-- start of Source data --

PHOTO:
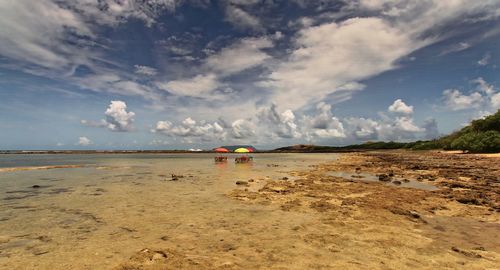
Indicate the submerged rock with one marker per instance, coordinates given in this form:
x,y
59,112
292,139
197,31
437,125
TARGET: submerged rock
x,y
241,183
384,178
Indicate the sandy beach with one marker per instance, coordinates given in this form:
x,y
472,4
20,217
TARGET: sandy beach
x,y
350,223
370,210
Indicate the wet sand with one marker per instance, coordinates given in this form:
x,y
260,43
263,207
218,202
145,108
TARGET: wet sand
x,y
327,213
369,225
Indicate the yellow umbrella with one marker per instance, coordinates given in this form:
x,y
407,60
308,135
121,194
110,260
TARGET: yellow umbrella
x,y
241,150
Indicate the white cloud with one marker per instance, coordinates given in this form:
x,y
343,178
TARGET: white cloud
x,y
484,96
189,128
455,100
117,117
485,60
323,124
332,55
242,129
400,107
282,125
484,86
145,70
242,19
84,141
363,128
495,101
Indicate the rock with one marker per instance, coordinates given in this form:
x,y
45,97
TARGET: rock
x,y
466,253
469,200
384,178
414,214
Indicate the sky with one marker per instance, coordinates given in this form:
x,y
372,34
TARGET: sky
x,y
182,74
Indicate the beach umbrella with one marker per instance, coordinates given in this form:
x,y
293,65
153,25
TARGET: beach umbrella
x,y
242,150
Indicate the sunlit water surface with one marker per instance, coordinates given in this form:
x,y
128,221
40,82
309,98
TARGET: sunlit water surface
x,y
96,216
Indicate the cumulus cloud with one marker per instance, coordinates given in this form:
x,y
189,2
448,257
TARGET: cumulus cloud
x,y
282,125
398,127
400,107
485,60
331,55
363,129
84,141
455,100
241,19
484,95
242,129
323,124
243,54
117,118
190,128
495,101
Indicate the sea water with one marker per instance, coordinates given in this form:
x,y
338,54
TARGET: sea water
x,y
97,213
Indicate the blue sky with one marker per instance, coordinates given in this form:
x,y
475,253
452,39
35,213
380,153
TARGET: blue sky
x,y
180,74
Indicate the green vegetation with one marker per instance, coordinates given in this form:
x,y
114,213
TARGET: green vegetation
x,y
481,136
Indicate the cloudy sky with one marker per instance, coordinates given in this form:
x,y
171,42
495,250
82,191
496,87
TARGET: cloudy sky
x,y
179,74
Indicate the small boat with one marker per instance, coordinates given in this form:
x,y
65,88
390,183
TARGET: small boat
x,y
220,159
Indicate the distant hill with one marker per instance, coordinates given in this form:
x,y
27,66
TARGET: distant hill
x,y
480,136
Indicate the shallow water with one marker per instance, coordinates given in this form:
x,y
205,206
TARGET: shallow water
x,y
96,216
369,177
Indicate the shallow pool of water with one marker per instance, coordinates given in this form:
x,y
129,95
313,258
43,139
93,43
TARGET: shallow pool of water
x,y
403,182
96,216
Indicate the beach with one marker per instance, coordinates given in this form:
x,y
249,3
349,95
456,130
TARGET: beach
x,y
369,210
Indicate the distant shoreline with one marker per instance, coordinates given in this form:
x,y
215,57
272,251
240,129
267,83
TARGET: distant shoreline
x,y
44,152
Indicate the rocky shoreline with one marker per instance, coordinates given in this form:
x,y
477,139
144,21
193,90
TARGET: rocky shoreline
x,y
361,224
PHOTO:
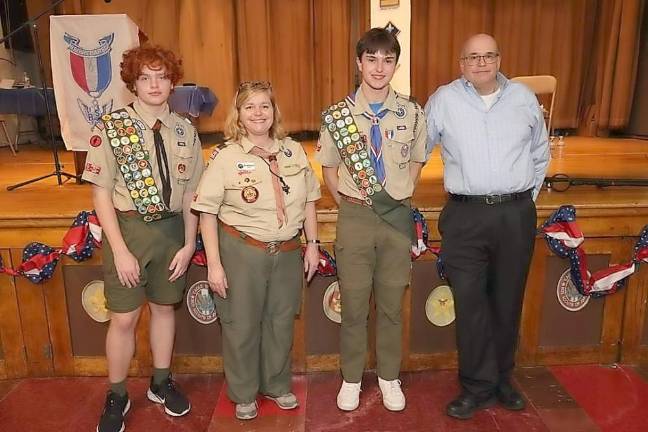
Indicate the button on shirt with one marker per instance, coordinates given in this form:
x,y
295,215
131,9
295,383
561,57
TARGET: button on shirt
x,y
403,141
183,152
237,186
496,150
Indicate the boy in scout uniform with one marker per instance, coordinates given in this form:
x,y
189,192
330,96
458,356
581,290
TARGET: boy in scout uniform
x,y
144,165
372,149
257,194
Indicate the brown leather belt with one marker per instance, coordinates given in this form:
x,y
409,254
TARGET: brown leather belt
x,y
492,199
127,212
271,248
133,213
353,200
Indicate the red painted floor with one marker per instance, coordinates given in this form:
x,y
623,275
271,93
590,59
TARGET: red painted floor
x,y
573,398
615,397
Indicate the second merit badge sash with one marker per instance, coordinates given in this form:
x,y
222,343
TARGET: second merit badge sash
x,y
340,123
126,144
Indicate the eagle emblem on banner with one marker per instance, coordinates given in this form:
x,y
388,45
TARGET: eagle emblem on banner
x,y
92,72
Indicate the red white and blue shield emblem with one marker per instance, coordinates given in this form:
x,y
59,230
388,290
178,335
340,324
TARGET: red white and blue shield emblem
x,y
91,68
92,71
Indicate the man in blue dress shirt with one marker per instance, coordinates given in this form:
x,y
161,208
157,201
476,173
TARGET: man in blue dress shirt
x,y
495,151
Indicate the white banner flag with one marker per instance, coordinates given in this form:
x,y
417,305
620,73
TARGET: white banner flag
x,y
86,52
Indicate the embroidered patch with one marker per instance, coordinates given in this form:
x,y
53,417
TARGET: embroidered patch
x,y
250,194
179,129
245,166
95,140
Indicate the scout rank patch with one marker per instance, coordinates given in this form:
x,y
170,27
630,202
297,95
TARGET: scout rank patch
x,y
352,149
126,143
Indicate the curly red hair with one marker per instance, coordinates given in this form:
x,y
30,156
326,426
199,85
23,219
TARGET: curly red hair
x,y
153,56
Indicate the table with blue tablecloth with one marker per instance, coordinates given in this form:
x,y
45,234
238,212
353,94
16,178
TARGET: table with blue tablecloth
x,y
187,100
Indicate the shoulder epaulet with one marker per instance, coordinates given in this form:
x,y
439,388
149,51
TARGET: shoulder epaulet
x,y
216,150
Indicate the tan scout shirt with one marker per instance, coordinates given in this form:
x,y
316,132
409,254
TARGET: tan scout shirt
x,y
183,152
237,186
403,141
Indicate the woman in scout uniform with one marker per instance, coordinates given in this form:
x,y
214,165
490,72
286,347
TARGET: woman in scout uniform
x,y
144,166
256,195
372,148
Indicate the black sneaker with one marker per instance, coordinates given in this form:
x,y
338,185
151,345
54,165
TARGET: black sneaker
x,y
175,403
112,418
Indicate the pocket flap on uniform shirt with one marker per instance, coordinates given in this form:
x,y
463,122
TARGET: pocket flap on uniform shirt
x,y
292,169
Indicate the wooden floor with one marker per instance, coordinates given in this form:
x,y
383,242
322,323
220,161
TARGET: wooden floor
x,y
45,202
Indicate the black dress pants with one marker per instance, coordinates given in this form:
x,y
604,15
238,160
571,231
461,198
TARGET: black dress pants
x,y
486,252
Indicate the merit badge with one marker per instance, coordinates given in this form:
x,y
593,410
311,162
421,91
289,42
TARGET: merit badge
x,y
245,166
200,303
568,295
401,112
250,194
95,140
404,150
439,307
94,301
179,130
332,303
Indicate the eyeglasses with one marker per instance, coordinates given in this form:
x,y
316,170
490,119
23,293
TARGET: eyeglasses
x,y
474,59
254,85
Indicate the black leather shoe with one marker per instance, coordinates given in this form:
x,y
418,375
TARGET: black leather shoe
x,y
466,404
509,398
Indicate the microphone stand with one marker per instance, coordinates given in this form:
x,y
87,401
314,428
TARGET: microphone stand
x,y
58,171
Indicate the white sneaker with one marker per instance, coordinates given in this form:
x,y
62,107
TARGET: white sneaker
x,y
393,397
349,396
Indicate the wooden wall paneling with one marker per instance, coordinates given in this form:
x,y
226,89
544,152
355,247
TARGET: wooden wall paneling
x,y
607,350
57,320
299,337
33,321
532,306
14,361
634,316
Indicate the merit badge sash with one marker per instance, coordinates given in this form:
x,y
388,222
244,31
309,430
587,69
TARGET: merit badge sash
x,y
133,160
354,153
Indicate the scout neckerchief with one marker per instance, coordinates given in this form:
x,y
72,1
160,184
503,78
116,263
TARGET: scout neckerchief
x,y
345,133
126,142
376,140
163,162
273,165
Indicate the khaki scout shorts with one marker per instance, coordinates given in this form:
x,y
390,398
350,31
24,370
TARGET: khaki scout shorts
x,y
154,244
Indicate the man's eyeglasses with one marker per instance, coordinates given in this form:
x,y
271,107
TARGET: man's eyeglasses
x,y
474,59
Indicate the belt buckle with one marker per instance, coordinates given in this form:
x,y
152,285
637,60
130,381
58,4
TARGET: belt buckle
x,y
272,248
491,199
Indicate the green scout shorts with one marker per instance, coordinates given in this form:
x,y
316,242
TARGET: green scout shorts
x,y
154,244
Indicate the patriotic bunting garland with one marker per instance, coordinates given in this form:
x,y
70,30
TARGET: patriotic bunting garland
x,y
564,238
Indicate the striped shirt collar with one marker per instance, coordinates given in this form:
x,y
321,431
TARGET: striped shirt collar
x,y
502,83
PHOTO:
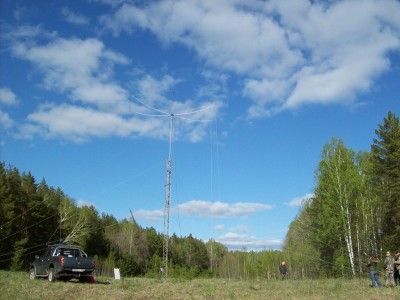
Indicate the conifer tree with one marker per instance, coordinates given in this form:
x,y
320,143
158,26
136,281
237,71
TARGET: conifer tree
x,y
386,176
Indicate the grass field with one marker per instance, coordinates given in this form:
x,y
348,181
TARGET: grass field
x,y
16,285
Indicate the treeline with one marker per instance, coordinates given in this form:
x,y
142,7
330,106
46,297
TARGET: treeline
x,y
33,215
355,210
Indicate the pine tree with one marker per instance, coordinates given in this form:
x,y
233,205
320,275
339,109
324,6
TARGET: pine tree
x,y
386,176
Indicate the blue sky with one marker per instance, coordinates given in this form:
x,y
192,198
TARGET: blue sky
x,y
260,87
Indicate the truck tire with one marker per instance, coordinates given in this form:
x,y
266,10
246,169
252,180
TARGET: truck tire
x,y
32,274
52,275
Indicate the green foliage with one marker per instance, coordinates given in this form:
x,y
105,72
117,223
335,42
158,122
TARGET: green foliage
x,y
128,265
355,209
386,175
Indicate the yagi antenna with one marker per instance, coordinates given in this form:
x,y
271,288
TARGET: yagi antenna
x,y
172,116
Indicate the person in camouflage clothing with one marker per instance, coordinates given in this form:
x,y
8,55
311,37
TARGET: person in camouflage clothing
x,y
389,270
397,268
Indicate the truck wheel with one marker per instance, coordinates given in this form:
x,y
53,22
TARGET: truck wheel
x,y
32,274
52,275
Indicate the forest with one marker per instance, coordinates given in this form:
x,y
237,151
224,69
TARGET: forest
x,y
354,212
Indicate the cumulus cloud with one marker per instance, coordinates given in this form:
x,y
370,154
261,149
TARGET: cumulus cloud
x,y
210,210
73,18
7,97
287,54
235,241
96,105
149,215
220,210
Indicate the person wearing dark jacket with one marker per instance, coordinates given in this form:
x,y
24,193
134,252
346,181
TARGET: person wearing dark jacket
x,y
283,270
372,264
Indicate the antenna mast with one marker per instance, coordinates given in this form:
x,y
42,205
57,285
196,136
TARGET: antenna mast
x,y
167,204
164,269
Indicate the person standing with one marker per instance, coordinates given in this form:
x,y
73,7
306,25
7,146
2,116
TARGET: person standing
x,y
283,270
389,265
397,268
372,264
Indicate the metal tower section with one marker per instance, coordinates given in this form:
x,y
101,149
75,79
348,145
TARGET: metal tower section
x,y
167,203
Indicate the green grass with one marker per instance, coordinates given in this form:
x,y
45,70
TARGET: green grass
x,y
16,285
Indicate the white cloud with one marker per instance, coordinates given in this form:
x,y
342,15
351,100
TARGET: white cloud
x,y
221,210
210,210
74,18
83,70
7,97
219,227
149,215
299,201
287,54
5,120
235,241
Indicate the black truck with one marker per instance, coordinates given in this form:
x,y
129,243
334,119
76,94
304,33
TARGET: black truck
x,y
63,262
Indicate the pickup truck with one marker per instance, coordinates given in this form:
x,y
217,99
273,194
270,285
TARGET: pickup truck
x,y
63,262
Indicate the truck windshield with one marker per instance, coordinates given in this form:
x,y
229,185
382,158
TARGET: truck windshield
x,y
68,252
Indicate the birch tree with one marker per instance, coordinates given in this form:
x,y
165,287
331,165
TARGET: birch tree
x,y
337,189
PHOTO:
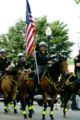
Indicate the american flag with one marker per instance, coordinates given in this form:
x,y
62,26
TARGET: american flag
x,y
30,30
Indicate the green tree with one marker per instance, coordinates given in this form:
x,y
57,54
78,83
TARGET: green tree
x,y
60,42
77,1
14,40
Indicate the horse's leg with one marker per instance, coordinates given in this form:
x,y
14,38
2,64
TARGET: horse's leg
x,y
53,99
45,96
30,106
13,99
5,104
66,99
15,107
23,105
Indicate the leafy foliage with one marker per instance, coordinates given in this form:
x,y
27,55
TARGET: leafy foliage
x,y
14,40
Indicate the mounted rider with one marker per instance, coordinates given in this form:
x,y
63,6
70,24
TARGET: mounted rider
x,y
4,62
22,63
43,60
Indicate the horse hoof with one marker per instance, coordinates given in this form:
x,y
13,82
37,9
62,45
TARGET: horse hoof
x,y
15,111
6,111
30,115
25,116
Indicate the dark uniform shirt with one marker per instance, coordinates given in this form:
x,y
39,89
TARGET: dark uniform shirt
x,y
22,65
42,58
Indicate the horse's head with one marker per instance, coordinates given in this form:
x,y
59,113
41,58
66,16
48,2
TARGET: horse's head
x,y
63,65
24,74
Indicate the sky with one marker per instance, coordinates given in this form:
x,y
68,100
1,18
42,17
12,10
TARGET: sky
x,y
64,10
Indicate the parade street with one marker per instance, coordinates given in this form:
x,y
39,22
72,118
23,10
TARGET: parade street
x,y
72,115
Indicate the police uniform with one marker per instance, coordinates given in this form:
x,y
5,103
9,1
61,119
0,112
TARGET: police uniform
x,y
21,64
4,63
42,59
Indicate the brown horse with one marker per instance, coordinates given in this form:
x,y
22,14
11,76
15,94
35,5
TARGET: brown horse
x,y
71,86
48,88
26,91
48,85
8,88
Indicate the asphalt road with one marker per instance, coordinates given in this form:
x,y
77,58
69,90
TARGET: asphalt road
x,y
58,114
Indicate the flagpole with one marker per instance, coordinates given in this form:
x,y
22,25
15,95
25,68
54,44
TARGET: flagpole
x,y
37,70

-- end of Source data --

Please write out the stretch of the material above from the line containing "Indicate the police" through its final line, reproducing every line verbatim.

Indicate the police uniform with one marker per instance, coordinates given in this form:
x,y
5,103
9,1
61,119
0,112
TARGET: police uniform
x,y
21,64
4,63
42,59
Indicate the brown horse with one marker per instance, coordinates given in this form:
x,y
22,14
11,76
15,94
35,5
TARGET: brown horse
x,y
71,86
48,88
26,91
48,85
8,88
Indicate the asphalt road with one marker per instance, coordinates given in this form:
x,y
77,58
69,90
TARGET: asphalt road
x,y
58,114
Indicate the flagpole with one marker per instance, coordinates given in this form:
x,y
22,25
15,95
25,68
54,44
TARGET: flagpole
x,y
37,70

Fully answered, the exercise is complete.